Secretary of State for the Home Department v AA

[2004] UKIAT

Expert evidence in the field of immigration

Facts

This was a case where the home secretary appealed against a determination of an immigration adjudicator (Mr IJ French), sitting in Birmingham, in which he allowed on asylum and human rights grounds the appeal of the respondent (‘AA’), a citizen of Somalia, against the home secretary’s original decision to direct his removal from the UK after refusing an application for asylum made by him.

AA had arrived in the UK in May 2003 and applied for asylum the next day. The grounds of his application were that he was a member of the minority Bajuni clan from Koyama, an island adjacent to the southern coast of Somalia. As such, AA claimed that he would be at risk of persecution if he were to be returned there.

Issues

The decision of the immigration adjudicator

It was common ground that AA was of Somalian nationality. However, the home secretary disputed that he was a member of the Bajuni clan. The key issue for the immigration adjudicator was whether AA was truly a member of the Bajuni clan. The immigration adjudicator concluded that he was and therefore allowed the appeal on both asylum and human rights grounds.

The appeal to the Immigration

Appeals Tribunal

The adjudicator’s decision was appealed to the Immigration Appeals Tribunal (IAT) by the home secretary.

Counsel for the home secretary submitted that in accepting AA’s assertion that he was a member of the Bajuni clan, the immigration adjudicator had attached undue weight to the statement of Brian Allen, who had been put forward as an expert on Somali matters, and his evidence was taken as such by the immigration adjudicator. Counsel for the home secretary submitted that Mr Allen was not qualified to give such evidence and that the immigration adjudicator was wrong to rely upon it in reaching his decision.

Counsel for AA referred to the Home Office’s Operational Guidance Note relating to Somalia (Version 6) issued in May 2004, which stated at paragraph 5.4.1:

There are a number of Somalia experts who submit reports in support of applications (most commonly at the appeal stage). There is (sic) no specific criteria by which an individual may declare themselves (sic) to be a Somalia expert; while some experts clearly do have considerable knowledge regarding many aspects of the country, the expertise of others relates to specific issues.

Accordingly, AA’s counsel submitted that there were no precise criteria for determining whether or not a particular individual could properly be regarded as an expert. Mr Allen’s CV (which was submitted as fresh evidence at the appeal) disclosed that he had spent a total of 21 years in East Africa. In addition, according to counsel for AA, he had displayed a detailed knowledge in his statement and she contended it would be unfair to penalise AA because of his solicitors’ failure to put a copy of Mr Allen’s CV before the adjudicator.

Decision

The decision of the IAT

The IAT took the view that the immigration adjudicator was wrong to have relied on Mr Allen’s evidence (at least to the extent that it was put before him) and emphasised that immigration adjudicators should not accept without question the opinions expressed by an individual merely because he himself claims to be an expert on a particular subject.

**EXERCISE TASKS**
A: Retype the rows below unchanged, starting with the line that contains "Target: gloved hand" and stopping after the final line of the rows.
B: Extend the summary of the Somali asylum appeal above, picking up after its last sentence.

**SUPPLIED RECORDS**
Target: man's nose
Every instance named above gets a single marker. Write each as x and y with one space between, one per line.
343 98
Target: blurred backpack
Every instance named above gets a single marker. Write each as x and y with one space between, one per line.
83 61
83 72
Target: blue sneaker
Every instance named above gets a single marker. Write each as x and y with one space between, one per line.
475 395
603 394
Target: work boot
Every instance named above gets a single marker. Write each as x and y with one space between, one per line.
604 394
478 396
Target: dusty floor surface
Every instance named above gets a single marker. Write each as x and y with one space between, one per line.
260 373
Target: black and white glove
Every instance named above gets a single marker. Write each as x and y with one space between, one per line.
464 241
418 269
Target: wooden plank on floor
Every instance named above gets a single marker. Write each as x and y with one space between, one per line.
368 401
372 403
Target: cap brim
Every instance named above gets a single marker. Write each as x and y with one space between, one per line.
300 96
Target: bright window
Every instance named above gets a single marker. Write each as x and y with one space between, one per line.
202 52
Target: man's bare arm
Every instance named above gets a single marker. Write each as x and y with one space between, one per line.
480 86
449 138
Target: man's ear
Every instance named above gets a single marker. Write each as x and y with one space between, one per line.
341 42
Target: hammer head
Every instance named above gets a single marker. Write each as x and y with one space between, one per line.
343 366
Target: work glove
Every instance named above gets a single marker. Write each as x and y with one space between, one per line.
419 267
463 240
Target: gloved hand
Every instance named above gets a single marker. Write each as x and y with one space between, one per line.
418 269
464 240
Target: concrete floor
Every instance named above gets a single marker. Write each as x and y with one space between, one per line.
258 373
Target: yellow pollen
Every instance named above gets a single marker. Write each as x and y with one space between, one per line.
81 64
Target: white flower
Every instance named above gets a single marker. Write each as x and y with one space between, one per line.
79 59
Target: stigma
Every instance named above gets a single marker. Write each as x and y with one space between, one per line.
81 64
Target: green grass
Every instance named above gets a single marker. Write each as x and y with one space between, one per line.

**ANSWERS FOR THIS EXERCISE**
A:
Target: gloved hand
Every instance named above gets a single marker. Write each as x and y with one space between, one per line.
418 269
464 240
Target: concrete floor
Every instance named above gets a single marker. Write each as x and y with one space between, one per line.
258 373
Target: yellow pollen
Every instance named above gets a single marker. Write each as x and y with one space between, one per line.
81 64
Target: white flower
Every instance named above gets a single marker. Write each as x and y with one space between, one per line.
79 59
Target: stigma
Every instance named above gets a single marker. Write each as x and y with one space between, one per line.
81 64
Target: green grass
Every instance named above gets a single marker. Write each as x and y with one space between, one per line.

B:
The IAT stated in its decision that it is not sufficient for an individual simply to assert that he is an expert, or to express opinions unsupported by proper sources and reasons. Instead, an individual purporting to give an expert opinion must demonstrate that he is an expert in relation to those matters on which he is expressing his opinion, and that he has current and reliable knowledge as to those matters, for example, if he is expressing opinion regarding the conditions in a particular country.

In addition, the IAT stated that an expert witness must identify with sufficient particularity, to enable their weight to be assessed properly by an immigration adjudicator, the sources of his information, and must also give proper, intelligible and adequate reasons for arriving at his expressed conclusions.

The IAT further stated that immigration adjudicators should exercise particular care in assessing what weight may properly be attached to the views expressed by an individual whose opinions are adduced on a regular basis, whether before adjudicators or this tribunal, so as to ensure that he has not allowed his views to be influenced, even unconsciously, by the hope or prospect of receiving further instructions of a similar kind in the future.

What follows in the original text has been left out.